* _PROBLEM STATEMENT_
Copy the following lines verbatim, beginning at the line that contains "In the photograph above, where can the black street" and ending with the line that contains "(1029, 545)".

* BEGIN DATA LINES *

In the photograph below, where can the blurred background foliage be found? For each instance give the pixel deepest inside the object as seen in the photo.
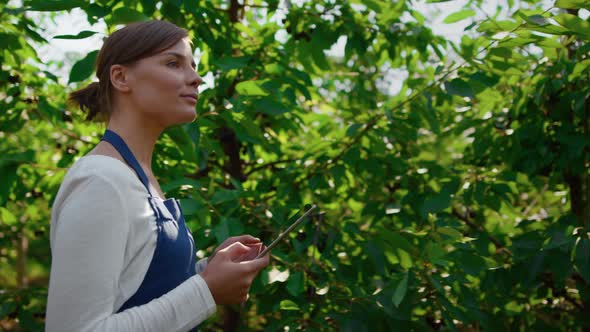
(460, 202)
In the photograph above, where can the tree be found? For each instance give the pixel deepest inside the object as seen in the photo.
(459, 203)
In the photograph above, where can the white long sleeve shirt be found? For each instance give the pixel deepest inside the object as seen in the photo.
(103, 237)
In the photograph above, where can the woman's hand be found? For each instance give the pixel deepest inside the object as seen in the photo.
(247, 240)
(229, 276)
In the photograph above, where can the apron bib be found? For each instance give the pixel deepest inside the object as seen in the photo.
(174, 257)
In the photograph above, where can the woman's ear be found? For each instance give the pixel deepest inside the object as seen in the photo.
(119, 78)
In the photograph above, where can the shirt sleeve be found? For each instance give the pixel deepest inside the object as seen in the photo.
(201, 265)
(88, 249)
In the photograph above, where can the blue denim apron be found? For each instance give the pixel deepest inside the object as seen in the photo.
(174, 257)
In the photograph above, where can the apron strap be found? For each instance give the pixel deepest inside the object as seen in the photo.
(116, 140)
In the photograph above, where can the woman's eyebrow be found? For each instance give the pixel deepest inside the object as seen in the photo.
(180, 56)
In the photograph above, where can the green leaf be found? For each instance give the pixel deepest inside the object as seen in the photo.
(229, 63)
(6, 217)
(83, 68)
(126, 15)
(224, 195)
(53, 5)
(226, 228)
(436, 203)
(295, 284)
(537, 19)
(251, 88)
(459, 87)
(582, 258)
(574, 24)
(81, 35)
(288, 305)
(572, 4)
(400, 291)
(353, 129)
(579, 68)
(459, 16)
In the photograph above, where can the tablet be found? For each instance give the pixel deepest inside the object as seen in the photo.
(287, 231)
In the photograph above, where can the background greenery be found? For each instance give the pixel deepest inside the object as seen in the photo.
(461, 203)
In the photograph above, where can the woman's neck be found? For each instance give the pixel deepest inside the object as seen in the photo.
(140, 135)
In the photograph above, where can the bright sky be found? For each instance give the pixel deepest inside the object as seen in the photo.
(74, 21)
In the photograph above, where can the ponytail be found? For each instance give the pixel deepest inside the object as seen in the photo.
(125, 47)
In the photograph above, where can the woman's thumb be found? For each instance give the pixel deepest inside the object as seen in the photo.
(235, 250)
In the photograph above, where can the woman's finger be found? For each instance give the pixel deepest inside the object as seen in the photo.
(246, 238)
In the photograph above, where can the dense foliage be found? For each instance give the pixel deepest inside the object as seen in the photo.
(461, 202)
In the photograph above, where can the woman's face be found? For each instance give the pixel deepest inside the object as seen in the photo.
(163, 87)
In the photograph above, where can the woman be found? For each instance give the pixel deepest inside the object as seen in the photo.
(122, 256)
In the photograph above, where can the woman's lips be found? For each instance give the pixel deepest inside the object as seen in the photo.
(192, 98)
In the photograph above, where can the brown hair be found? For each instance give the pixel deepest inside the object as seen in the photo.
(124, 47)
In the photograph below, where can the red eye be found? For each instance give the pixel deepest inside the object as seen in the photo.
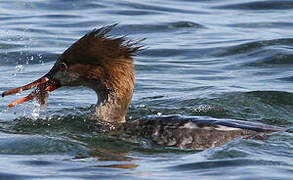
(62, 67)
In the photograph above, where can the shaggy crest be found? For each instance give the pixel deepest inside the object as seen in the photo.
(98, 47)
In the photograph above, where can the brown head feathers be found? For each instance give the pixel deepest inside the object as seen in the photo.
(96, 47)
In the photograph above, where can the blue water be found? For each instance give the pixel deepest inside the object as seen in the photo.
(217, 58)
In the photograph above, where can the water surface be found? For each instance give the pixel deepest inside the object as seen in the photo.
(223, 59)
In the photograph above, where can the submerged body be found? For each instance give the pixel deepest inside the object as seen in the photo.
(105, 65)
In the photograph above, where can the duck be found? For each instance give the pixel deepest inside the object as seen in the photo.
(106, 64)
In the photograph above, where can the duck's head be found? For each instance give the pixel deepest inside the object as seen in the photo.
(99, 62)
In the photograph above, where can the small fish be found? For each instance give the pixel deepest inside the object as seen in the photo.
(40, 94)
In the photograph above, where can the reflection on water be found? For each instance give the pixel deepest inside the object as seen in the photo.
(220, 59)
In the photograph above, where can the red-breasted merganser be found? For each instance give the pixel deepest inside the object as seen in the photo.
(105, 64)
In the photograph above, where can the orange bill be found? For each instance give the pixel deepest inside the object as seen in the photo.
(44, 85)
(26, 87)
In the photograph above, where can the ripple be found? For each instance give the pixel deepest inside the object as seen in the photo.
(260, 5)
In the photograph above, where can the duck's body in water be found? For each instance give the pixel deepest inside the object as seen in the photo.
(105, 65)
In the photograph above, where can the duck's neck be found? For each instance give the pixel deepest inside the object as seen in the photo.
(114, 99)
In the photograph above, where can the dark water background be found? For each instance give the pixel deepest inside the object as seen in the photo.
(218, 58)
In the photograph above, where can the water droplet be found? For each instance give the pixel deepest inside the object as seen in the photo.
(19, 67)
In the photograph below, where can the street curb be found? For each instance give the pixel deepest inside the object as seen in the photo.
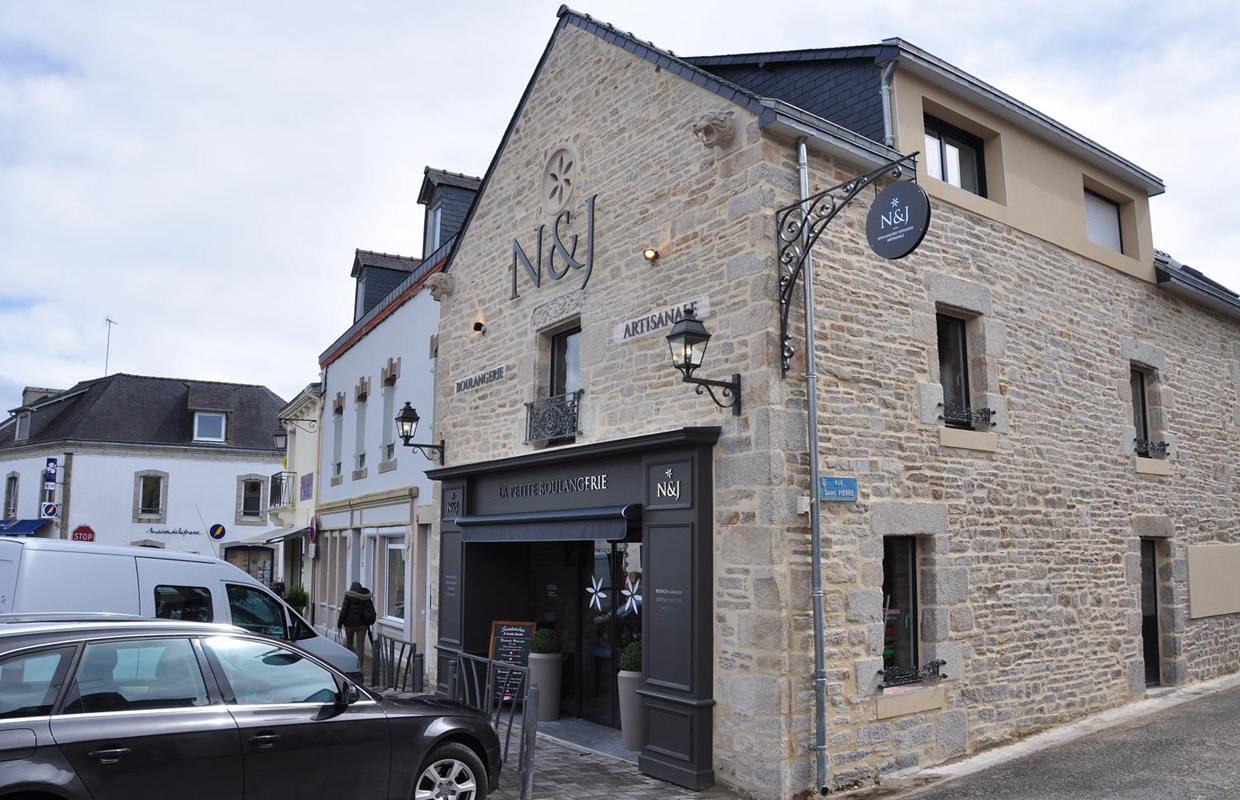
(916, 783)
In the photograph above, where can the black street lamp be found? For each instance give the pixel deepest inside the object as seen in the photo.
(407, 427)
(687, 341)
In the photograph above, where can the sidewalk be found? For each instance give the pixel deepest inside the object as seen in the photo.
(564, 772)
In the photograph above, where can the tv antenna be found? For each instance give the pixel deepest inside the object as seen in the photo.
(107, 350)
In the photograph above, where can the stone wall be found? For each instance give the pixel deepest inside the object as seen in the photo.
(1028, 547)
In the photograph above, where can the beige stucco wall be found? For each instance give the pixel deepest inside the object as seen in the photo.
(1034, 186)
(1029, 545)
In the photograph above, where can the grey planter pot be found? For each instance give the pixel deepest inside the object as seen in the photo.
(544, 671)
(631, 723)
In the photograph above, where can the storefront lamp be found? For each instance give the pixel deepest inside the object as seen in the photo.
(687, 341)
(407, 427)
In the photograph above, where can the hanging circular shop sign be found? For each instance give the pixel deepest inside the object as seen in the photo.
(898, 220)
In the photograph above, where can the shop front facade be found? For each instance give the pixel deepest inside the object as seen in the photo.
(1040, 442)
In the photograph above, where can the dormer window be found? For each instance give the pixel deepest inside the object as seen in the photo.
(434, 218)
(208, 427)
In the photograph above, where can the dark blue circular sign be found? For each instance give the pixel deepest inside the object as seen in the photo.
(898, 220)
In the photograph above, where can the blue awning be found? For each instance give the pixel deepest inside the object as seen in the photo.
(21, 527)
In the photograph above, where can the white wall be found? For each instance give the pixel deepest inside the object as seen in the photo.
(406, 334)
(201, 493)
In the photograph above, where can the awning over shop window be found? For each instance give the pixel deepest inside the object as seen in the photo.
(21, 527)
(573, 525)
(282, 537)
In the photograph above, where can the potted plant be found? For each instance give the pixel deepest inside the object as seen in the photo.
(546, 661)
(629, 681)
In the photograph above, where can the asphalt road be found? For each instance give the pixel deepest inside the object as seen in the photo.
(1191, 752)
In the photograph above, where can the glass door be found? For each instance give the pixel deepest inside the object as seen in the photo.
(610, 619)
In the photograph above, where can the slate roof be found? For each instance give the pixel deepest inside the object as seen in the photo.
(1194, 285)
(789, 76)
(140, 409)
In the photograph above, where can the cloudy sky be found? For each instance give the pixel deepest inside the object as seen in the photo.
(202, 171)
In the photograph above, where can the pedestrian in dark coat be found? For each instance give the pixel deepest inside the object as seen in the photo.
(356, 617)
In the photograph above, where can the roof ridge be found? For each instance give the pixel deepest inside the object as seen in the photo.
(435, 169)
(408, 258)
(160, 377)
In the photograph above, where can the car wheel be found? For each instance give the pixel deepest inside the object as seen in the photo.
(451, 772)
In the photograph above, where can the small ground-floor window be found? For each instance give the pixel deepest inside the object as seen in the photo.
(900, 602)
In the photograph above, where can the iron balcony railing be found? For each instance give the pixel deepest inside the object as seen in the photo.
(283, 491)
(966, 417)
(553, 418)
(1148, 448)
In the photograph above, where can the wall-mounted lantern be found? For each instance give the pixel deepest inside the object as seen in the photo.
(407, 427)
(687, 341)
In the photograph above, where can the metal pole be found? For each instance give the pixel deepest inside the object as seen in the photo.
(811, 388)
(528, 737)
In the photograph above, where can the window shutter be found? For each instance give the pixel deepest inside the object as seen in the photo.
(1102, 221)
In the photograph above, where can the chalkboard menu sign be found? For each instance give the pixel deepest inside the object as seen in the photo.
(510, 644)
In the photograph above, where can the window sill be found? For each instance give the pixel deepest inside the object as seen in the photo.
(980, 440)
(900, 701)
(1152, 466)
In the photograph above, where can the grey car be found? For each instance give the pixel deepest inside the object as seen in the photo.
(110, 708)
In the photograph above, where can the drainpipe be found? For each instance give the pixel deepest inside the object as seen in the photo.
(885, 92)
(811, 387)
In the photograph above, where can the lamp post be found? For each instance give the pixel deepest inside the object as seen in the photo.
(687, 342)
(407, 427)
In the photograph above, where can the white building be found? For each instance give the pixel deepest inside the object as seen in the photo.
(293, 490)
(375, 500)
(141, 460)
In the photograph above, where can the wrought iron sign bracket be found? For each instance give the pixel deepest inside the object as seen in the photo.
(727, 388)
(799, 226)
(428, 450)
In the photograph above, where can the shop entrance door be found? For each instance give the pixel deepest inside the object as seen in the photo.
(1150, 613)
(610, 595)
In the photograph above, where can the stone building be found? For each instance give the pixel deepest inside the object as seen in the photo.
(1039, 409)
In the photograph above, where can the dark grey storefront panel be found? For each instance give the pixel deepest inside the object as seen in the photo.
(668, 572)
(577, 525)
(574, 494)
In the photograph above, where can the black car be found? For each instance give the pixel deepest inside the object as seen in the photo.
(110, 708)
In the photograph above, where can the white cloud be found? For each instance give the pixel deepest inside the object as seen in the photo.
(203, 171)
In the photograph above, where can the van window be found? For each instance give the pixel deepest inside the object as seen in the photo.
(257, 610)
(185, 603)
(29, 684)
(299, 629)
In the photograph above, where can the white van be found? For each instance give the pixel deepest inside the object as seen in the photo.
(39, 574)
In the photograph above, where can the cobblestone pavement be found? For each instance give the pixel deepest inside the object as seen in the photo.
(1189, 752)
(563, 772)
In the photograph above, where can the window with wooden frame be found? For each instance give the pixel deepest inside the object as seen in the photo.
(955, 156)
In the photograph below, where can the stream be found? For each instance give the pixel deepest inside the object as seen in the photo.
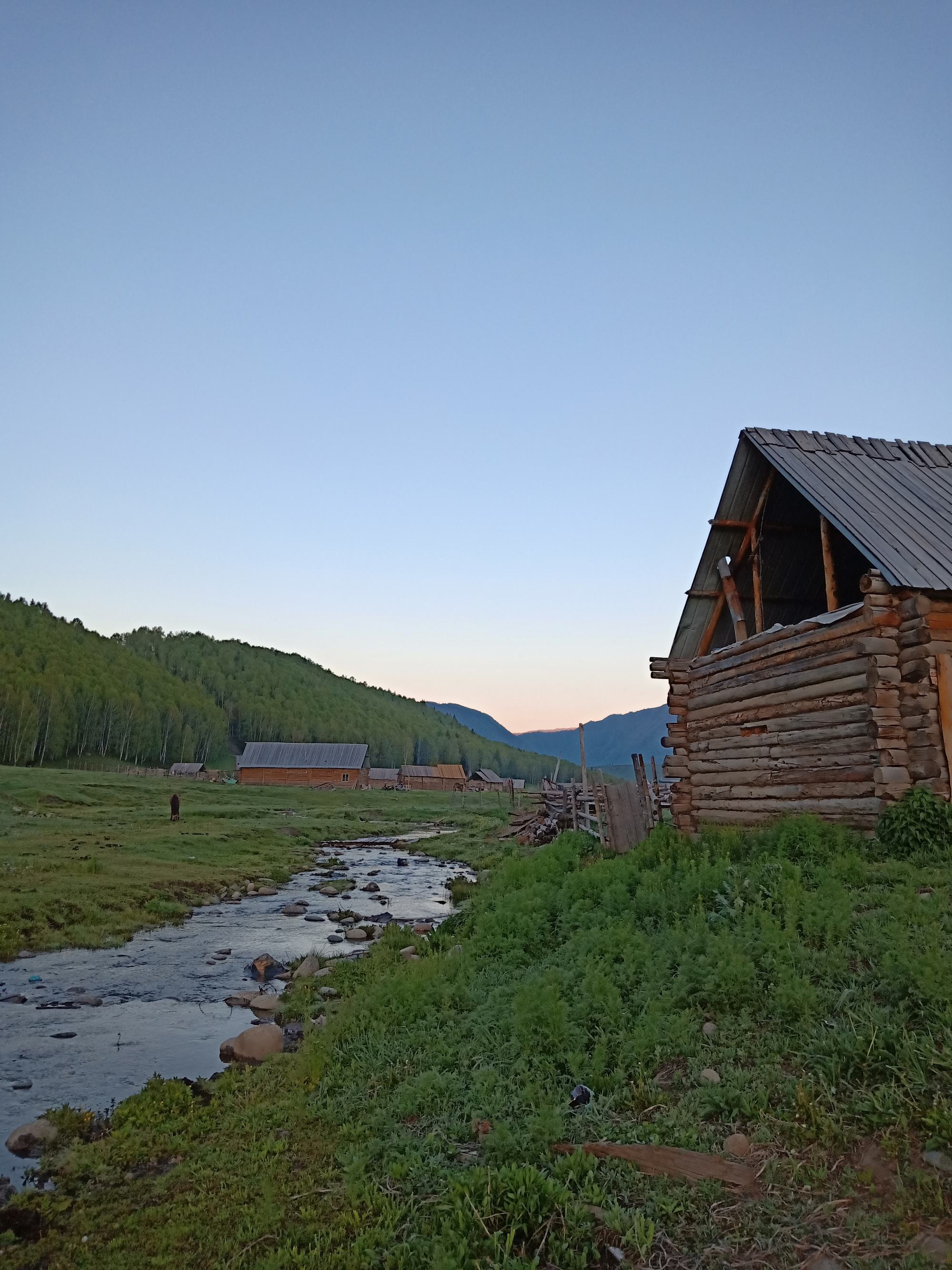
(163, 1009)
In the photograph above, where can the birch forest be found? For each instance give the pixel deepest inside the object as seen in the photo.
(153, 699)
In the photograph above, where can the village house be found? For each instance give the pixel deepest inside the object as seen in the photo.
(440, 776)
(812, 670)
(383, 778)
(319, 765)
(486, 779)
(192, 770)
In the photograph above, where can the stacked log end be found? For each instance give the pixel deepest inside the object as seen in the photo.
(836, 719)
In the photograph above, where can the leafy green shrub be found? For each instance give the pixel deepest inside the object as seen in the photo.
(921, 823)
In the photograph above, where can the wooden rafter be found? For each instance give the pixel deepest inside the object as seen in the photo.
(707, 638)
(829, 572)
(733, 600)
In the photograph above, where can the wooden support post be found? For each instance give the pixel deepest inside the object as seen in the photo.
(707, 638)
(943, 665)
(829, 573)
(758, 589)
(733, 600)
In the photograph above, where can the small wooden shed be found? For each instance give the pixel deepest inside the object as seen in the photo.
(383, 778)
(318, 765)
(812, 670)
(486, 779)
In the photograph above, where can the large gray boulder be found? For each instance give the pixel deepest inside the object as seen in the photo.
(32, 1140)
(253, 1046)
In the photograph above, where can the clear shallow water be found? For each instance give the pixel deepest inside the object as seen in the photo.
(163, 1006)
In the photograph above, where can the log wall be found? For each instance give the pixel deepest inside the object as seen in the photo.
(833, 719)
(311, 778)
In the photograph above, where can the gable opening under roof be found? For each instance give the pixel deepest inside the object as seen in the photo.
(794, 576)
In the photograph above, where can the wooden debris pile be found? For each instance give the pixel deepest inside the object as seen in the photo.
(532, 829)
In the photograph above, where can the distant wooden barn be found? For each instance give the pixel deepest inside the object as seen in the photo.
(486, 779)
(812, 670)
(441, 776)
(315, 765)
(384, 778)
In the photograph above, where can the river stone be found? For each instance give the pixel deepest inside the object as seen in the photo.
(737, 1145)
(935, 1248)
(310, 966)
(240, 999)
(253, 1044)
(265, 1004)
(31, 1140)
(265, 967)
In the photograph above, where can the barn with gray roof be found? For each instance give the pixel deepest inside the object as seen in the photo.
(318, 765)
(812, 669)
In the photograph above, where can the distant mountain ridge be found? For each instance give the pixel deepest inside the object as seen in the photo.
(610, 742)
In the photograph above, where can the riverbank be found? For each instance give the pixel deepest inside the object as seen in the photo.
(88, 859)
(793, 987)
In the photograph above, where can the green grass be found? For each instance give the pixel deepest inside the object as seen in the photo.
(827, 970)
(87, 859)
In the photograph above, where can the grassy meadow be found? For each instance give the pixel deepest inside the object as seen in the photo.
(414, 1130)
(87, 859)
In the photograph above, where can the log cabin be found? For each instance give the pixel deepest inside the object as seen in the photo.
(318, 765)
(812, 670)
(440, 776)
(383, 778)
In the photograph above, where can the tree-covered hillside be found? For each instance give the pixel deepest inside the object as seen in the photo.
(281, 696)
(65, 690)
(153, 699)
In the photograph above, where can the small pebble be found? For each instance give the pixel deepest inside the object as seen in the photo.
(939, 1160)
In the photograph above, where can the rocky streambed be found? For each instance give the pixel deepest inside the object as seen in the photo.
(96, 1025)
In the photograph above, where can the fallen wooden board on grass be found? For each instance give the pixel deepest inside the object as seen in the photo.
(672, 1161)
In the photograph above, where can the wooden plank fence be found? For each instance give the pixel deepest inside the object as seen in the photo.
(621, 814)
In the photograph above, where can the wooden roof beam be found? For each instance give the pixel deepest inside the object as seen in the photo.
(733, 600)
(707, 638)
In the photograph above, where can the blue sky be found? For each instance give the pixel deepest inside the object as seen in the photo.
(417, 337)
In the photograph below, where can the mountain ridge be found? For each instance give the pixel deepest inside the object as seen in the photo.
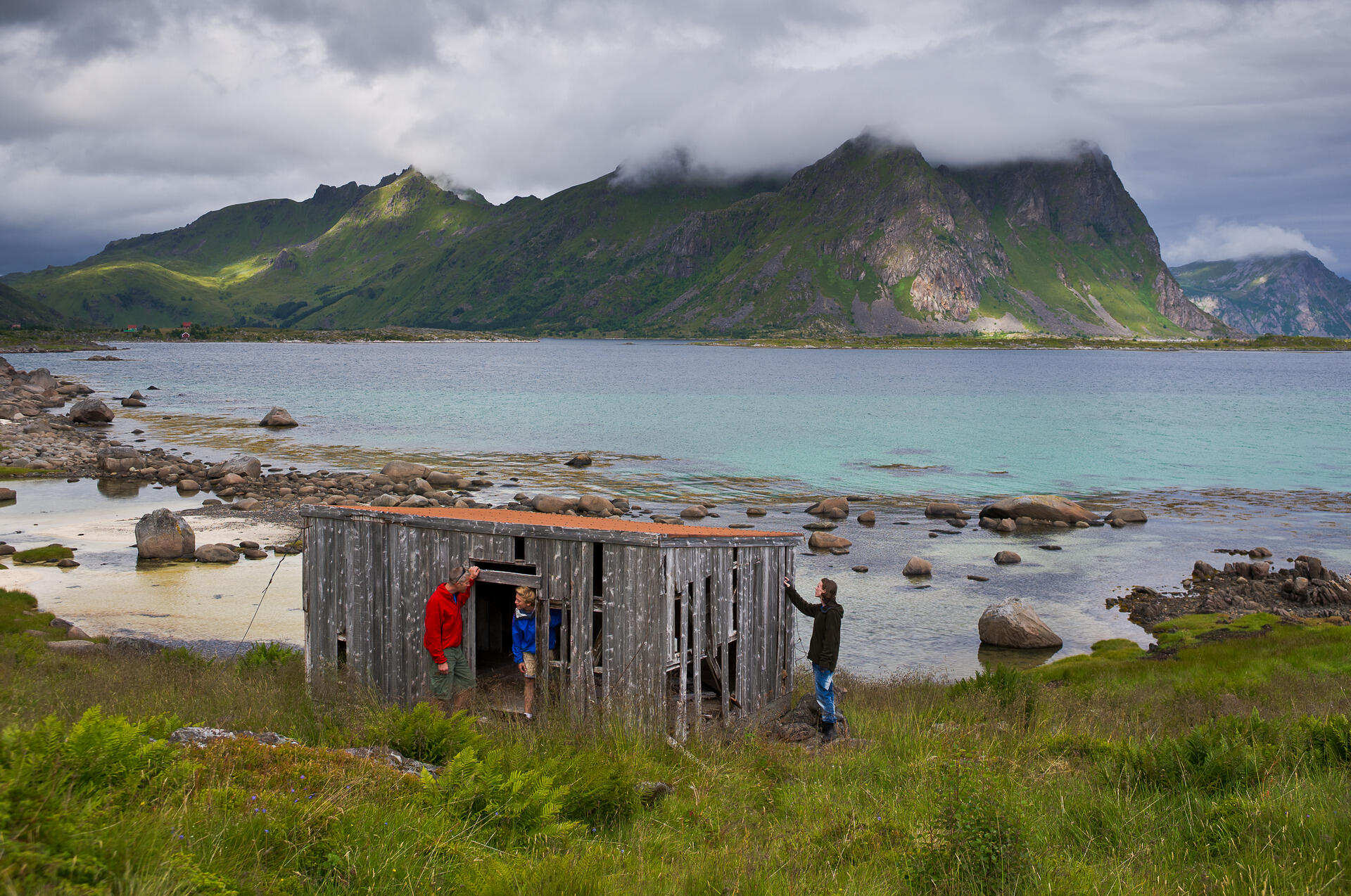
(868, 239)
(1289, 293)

* END DATA LINES *

* _THE RESULT_
In the photograph above, where can the black street lamp be found? For each instance give the pixel deepest inside the object as seen in the photo.
(407, 427)
(687, 341)
In the photograph above, where can the sidewalk be found? For each instance give the pixel deepest inside the object as seen in the photo.
(564, 772)
In the photograph above, where can the tv antenna be found? For each instance give the pixel deepest inside the object as seen in the photo.
(107, 350)
In the photograph above, where can the stone wall be found? For each instance give the pixel deepest inside the object as seen in the photo.
(1028, 547)
In the photograph above, where can the beige stucco wall be found? For each instance give the pixel deepest inside the object as seen in the photo.
(1034, 186)
(1029, 545)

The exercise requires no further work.